-- Instructions to follow --
Your job is to return every line in the data holding the string "region".

Collected data
# # # # #

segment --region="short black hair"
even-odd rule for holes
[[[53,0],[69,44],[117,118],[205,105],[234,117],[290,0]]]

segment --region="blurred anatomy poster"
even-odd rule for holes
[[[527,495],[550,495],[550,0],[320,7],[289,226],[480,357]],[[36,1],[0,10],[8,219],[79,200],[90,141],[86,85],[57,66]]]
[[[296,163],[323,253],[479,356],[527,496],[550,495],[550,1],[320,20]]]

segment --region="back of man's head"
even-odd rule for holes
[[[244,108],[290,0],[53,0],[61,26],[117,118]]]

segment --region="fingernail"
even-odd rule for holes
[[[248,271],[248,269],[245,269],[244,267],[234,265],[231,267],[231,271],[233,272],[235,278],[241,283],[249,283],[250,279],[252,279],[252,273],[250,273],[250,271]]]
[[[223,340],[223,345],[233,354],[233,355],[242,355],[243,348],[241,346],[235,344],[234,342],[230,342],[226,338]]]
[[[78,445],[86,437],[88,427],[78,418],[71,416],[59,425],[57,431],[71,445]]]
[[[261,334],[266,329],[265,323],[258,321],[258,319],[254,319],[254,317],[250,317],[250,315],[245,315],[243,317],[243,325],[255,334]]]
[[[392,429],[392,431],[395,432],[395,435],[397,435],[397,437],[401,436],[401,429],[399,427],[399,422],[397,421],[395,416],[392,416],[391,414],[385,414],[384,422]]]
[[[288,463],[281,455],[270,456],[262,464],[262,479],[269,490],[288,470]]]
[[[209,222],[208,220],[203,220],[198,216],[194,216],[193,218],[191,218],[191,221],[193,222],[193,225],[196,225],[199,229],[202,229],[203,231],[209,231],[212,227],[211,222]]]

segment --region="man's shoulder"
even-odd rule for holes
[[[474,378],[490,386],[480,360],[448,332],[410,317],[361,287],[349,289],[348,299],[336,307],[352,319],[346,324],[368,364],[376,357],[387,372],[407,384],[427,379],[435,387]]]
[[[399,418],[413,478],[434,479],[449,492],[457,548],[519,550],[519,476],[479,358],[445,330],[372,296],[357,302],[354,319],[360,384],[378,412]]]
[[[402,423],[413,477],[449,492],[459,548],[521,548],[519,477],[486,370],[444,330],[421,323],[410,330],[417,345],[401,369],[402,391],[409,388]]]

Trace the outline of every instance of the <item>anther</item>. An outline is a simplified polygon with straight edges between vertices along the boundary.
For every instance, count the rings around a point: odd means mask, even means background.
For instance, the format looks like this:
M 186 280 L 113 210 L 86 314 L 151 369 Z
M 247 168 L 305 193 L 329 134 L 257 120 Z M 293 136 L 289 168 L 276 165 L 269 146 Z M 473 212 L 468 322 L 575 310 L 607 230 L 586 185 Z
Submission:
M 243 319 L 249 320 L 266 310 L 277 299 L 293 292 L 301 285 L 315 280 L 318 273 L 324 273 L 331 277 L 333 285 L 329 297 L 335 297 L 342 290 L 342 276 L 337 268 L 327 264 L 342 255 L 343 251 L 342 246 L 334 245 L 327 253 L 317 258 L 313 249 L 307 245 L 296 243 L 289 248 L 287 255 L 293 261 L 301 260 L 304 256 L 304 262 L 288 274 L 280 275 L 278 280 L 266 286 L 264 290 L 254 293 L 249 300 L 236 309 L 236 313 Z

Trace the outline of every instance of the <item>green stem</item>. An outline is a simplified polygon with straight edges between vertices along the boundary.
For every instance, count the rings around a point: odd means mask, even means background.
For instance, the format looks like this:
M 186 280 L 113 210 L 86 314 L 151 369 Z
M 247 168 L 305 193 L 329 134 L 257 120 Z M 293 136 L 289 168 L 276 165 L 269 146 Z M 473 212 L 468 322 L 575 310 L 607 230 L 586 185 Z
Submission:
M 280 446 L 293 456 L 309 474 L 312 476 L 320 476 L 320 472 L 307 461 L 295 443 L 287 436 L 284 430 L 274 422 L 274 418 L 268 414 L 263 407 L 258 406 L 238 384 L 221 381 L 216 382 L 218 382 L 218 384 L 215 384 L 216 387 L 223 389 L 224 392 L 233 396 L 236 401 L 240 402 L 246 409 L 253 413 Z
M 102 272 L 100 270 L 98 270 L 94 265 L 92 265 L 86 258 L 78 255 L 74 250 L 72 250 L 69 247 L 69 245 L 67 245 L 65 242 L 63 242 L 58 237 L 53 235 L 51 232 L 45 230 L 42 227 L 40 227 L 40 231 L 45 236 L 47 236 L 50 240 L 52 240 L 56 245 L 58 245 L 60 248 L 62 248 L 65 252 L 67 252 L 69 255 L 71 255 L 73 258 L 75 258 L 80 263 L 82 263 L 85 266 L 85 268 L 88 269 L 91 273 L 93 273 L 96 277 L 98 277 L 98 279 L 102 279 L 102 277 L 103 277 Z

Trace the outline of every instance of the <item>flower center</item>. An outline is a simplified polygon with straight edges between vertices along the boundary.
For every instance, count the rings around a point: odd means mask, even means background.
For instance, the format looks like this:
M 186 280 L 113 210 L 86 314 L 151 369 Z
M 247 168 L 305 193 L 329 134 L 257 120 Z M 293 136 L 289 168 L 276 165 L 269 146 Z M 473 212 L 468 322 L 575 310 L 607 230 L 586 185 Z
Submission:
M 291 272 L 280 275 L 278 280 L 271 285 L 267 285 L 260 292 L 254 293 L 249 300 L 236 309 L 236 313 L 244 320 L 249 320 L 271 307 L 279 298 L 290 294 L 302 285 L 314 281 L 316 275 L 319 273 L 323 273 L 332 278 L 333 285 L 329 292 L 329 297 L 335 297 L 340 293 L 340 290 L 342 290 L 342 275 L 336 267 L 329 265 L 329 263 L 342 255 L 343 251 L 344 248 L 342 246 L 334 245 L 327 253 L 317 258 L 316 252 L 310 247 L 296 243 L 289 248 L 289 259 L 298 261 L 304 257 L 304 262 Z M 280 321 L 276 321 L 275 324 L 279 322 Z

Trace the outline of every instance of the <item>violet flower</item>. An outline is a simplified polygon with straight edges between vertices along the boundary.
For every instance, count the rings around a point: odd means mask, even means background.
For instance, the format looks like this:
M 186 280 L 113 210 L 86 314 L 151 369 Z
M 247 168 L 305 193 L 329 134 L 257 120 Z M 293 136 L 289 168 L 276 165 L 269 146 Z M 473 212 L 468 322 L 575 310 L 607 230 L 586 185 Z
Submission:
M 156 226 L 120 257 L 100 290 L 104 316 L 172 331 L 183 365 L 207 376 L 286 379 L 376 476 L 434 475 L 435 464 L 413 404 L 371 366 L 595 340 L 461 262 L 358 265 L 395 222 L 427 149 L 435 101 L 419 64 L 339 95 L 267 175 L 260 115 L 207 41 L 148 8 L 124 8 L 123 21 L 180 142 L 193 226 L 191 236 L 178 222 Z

# # # # #

-- Task output --
segment --region="short black hair"
segment --region="blurred anatomy poster"
segment --region="back of man's head"
segment --region="fingernail"
segment --region="man's shoulder"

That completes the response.